Provided entries:
▬▬▬▬▬▬▬▬▬▬

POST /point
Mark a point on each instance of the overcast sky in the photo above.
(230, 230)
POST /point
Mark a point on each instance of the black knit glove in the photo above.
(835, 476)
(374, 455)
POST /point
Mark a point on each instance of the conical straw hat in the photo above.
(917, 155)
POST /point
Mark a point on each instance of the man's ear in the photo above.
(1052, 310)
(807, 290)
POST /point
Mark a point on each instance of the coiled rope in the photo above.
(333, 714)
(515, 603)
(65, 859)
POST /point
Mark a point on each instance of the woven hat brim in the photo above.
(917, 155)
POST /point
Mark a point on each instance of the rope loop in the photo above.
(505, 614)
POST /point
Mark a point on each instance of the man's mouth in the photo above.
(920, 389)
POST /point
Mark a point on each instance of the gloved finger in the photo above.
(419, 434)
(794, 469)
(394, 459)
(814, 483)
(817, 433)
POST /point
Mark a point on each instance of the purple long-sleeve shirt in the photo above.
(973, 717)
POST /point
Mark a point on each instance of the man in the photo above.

▬▬▬▬▬▬▬▬▬▬

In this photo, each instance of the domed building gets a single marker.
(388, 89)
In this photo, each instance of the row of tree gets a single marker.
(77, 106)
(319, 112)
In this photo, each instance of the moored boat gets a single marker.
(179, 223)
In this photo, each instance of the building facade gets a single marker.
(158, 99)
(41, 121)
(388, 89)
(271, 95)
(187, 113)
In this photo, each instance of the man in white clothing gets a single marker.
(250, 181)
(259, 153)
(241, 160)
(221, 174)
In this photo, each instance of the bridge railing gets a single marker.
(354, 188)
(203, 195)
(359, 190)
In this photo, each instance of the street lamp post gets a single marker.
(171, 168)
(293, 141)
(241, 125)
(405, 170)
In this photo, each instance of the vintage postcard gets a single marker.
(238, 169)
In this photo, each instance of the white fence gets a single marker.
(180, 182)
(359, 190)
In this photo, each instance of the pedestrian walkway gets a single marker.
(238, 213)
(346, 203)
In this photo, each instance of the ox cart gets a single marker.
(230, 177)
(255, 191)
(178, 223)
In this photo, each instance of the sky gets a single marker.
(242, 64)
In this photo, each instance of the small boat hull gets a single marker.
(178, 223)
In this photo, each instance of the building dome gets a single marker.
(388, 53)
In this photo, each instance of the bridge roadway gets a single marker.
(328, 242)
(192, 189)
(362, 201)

▬▬▬▬▬▬▬▬▬▬

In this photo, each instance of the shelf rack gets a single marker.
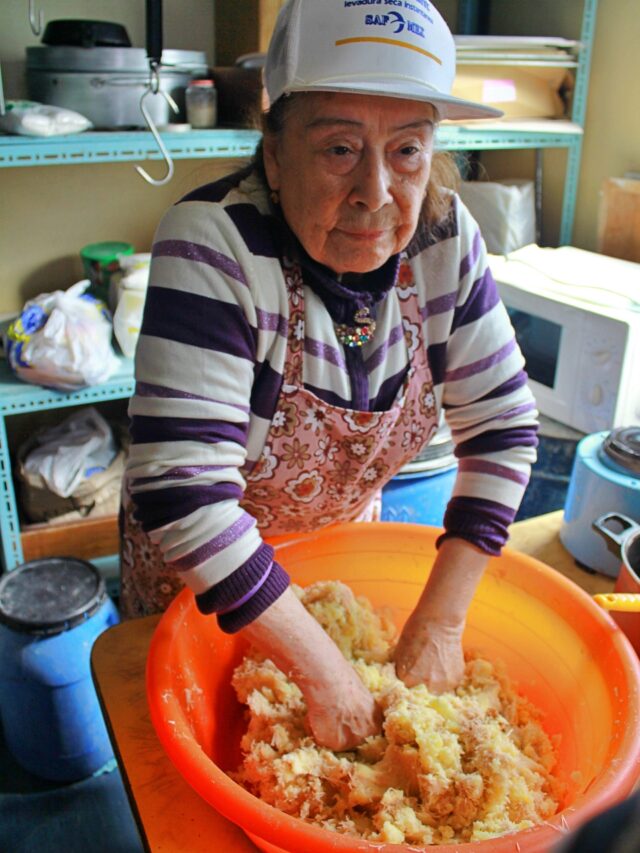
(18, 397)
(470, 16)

▬▬▬▬▬▬▬▬▬▬

Task: Please pick out and copy every line in the records above that contains the word "boat", matching its case exactly.

Complete answer:
In this photo, each instance of the moored boat gets a single marker.
In this photo, each instance of the small boat hull gets a single marker.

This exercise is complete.